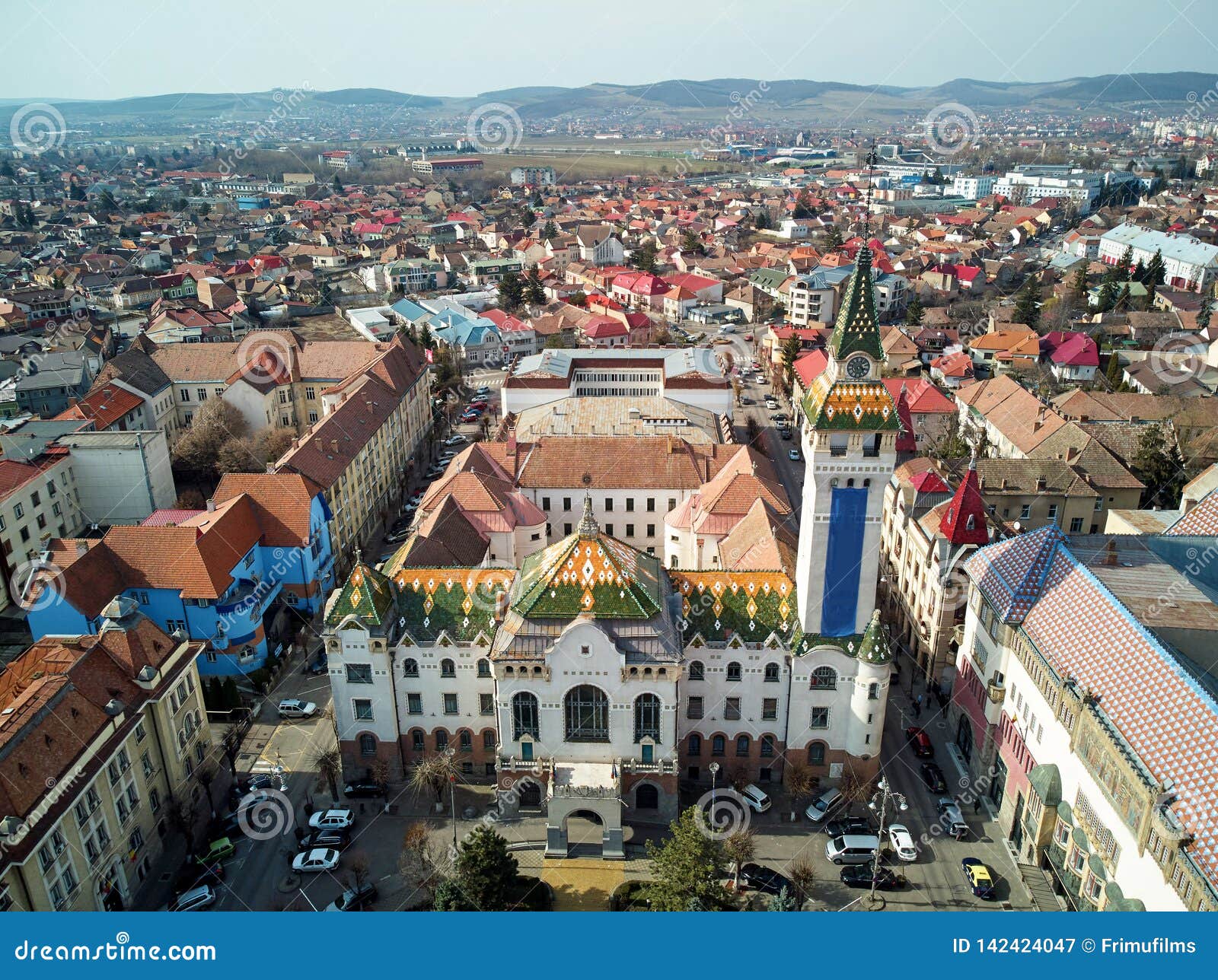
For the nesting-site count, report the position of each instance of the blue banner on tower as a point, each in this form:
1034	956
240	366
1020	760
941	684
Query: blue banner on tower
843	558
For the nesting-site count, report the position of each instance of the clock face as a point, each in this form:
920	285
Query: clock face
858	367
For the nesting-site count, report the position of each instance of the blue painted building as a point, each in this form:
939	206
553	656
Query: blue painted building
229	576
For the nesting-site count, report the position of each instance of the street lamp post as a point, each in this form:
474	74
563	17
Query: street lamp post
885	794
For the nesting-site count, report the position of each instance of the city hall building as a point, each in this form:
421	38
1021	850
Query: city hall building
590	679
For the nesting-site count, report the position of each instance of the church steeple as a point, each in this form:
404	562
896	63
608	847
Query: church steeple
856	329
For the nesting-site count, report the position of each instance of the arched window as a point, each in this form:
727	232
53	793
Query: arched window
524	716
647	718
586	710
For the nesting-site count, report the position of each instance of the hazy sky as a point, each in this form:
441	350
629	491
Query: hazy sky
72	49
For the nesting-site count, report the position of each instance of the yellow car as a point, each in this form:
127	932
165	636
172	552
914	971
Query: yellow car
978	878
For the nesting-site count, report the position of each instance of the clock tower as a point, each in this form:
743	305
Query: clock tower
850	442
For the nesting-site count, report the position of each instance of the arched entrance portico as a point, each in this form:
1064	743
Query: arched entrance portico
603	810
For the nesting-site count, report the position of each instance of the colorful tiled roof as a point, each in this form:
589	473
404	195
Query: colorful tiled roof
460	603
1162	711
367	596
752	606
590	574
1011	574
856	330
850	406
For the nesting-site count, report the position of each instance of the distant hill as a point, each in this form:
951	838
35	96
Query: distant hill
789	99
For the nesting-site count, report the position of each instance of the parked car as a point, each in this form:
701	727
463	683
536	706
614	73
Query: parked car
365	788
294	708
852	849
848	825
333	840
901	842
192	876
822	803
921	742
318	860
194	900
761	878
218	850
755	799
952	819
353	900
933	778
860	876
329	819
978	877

════════════════

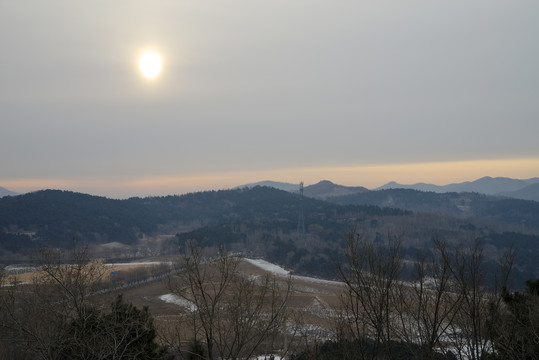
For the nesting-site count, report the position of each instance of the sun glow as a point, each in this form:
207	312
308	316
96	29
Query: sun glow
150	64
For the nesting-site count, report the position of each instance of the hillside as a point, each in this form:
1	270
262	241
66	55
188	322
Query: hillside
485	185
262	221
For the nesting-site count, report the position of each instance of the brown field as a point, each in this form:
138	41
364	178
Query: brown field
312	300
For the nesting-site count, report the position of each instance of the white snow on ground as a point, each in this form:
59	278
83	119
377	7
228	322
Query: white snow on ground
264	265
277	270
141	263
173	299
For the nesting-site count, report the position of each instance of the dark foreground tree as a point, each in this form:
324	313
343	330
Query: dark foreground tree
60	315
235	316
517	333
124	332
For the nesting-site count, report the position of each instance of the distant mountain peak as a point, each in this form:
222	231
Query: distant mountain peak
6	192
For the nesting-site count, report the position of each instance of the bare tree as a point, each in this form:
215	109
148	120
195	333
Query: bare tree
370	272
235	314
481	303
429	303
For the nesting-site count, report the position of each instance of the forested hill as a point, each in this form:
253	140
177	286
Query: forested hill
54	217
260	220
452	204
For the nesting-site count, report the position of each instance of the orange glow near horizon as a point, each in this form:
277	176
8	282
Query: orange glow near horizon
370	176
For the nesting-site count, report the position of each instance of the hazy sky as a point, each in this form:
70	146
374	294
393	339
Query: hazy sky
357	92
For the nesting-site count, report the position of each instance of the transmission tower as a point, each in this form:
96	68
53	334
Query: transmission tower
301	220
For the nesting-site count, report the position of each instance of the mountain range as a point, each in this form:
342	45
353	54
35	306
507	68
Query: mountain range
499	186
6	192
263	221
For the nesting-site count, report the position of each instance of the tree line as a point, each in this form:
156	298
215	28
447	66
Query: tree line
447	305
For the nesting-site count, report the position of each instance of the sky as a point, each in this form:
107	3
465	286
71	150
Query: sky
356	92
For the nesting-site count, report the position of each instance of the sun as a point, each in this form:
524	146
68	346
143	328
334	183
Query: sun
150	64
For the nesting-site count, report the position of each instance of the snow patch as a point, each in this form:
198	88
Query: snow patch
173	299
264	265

════════════════

Brief —
Count the lines above that contain the word "distant" and give only the number.

Completed exercise —
4